Task to complete:
What you need to produce from the material below is an exact transcription of the lines from the one with "Sports-analytics tagging: mark the car" through the one with "Sports-analytics tagging: mark the sneaker", both included, and no other line.

** Supplied information follows **

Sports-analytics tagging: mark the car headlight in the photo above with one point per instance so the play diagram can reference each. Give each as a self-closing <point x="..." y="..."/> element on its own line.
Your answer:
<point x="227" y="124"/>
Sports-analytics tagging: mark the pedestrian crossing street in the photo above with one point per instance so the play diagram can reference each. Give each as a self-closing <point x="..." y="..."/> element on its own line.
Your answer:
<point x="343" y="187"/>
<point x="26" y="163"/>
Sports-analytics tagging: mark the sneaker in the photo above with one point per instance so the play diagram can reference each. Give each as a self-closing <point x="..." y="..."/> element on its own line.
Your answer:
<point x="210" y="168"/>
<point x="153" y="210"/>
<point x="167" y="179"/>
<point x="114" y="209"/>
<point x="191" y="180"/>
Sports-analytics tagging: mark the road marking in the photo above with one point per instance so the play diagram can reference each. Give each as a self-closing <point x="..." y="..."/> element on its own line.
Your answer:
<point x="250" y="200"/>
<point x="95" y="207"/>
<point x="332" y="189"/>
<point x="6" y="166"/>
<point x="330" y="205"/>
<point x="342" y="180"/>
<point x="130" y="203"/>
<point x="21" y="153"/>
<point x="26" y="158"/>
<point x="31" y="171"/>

** End of Supplied information **
** Supplied information follows **

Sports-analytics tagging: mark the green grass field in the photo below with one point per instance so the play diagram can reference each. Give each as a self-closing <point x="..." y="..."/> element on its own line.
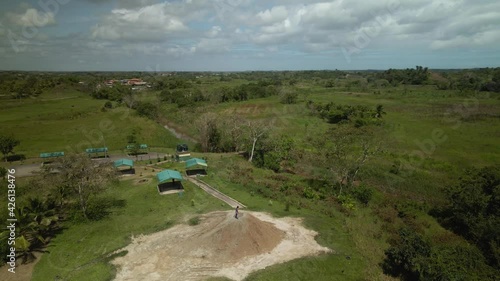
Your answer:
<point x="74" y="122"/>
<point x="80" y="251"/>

** End of Supplied information **
** Supplied information follows **

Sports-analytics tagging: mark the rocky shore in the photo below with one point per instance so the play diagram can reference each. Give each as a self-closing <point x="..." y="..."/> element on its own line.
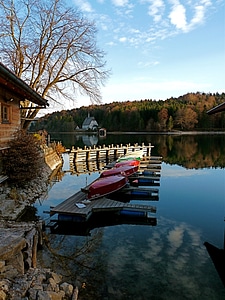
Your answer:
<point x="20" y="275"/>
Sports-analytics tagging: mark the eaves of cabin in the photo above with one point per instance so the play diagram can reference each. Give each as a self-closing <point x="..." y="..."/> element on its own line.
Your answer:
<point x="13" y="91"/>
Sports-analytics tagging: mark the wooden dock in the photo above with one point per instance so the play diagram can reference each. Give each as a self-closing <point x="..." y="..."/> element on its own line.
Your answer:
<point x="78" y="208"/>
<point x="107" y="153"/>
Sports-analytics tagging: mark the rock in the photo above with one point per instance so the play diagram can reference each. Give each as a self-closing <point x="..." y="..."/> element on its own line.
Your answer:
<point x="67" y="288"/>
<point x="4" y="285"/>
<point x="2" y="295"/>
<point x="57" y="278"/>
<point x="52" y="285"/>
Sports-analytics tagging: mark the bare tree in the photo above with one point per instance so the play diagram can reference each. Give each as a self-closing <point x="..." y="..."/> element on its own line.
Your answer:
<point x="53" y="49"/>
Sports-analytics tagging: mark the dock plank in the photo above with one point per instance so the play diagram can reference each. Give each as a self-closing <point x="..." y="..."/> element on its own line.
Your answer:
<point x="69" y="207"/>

** End of Supplied information **

Finished exercise:
Sports-analytics tagging: mark the car headlight in the photo above with one point per instance so the play diagram can reference each. Give each as a self-closing <point x="..." y="..."/> element on its own line.
Your answer:
<point x="227" y="124"/>
Sports-analytics tagging: mark the pedestrian crossing street in the photo above with one point per instance so the play diagram can reference each. Give each as a self-closing <point x="..." y="..."/> element on its own line.
Your answer:
<point x="343" y="187"/>
<point x="26" y="163"/>
Sports-analytics tagging: mark the sneaker in the photo above with one point per instance so the play diagram can reference each. Give each as a self-closing <point x="..." y="..."/> element on its own line.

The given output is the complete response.